___ Data rows ___

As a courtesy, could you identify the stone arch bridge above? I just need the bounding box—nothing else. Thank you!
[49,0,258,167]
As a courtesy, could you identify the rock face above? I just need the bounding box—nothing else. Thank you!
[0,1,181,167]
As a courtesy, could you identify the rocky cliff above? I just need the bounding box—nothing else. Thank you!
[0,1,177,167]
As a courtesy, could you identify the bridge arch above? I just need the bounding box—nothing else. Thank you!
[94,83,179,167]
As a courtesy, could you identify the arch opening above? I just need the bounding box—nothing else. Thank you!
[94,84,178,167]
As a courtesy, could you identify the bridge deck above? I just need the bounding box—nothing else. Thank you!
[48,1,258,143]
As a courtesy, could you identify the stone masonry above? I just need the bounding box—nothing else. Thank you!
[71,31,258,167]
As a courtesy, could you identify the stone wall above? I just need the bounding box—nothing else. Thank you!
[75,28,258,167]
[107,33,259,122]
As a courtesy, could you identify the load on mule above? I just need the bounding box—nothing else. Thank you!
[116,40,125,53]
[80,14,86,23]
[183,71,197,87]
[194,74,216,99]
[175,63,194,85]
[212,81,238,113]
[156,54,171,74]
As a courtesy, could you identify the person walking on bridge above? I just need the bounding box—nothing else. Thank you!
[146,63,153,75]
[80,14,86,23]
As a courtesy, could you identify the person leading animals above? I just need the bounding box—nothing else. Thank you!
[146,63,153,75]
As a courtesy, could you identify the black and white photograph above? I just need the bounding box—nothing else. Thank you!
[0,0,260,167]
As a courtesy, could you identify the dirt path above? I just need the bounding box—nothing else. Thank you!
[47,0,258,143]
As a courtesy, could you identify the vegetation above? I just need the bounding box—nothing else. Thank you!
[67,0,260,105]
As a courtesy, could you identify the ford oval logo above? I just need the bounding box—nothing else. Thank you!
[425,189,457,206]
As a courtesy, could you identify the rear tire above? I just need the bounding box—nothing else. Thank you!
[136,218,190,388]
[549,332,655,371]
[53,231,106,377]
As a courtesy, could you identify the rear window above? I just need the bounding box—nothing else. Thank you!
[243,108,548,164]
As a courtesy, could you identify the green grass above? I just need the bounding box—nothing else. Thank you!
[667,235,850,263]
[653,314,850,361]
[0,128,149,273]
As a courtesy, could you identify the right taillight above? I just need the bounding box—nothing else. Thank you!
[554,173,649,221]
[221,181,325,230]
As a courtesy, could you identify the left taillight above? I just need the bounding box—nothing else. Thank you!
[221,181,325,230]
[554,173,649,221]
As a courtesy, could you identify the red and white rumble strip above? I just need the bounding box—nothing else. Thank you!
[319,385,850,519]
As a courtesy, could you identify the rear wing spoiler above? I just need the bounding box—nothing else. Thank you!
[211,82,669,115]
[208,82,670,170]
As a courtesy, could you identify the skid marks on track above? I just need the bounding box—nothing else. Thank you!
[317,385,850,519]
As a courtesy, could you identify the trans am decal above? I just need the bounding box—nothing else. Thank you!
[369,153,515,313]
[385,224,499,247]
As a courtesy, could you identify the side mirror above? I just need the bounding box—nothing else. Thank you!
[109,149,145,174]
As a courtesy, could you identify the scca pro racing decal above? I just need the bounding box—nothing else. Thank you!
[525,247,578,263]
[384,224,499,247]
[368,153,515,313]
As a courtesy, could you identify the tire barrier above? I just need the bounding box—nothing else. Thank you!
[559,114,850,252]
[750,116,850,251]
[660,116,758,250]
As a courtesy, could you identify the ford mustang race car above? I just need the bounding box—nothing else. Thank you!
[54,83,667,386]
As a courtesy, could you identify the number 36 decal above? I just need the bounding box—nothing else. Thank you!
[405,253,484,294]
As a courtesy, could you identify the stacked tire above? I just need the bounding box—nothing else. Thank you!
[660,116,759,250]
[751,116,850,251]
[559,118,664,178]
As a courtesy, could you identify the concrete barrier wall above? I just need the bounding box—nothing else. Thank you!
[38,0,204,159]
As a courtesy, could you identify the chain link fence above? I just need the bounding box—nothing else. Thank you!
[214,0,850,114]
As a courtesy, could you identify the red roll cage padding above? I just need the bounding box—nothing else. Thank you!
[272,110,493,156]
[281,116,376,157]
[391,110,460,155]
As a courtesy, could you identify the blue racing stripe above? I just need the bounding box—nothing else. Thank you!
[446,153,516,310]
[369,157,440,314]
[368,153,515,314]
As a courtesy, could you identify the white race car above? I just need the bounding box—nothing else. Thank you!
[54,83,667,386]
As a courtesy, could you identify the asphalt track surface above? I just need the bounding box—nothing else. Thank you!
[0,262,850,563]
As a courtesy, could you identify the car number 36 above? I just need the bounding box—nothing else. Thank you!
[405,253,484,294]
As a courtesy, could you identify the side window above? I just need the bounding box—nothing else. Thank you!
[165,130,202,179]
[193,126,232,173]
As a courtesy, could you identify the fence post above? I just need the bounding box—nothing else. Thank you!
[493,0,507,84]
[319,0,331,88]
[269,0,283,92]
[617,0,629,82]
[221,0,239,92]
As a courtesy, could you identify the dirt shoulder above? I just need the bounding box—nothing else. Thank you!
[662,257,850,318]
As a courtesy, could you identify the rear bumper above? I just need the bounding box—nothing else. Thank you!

___

▶ **Exercise instructions**:
Copy out the entries above, from the line containing "As a courtesy, could you identify the asphalt" through the line containing "[662,257,850,318]", including both of those lines, without any changes.

▶ **Answer**:
As a courtesy, could you identify the asphalt track surface above? I just need the bounding box—nothing else. Thank you!
[0,262,850,563]
As a courtesy, could you identify the car number 36 above? I just need the bounding box—nothing else. Thank you!
[405,253,484,294]
As a courtesy, could you identify the side window above? I just need the bounding box—nothing else. Thank you!
[165,130,202,179]
[193,126,232,173]
As a courtesy, could you identify the fence post above? I just need the bounding box—nothing else. Thank you!
[493,0,507,84]
[319,0,331,88]
[269,0,283,92]
[617,0,629,82]
[221,0,239,92]
As a courtesy, could you identify the dirt shoulder above? I just need the bounding box—nothing else. Thank you!
[662,257,850,318]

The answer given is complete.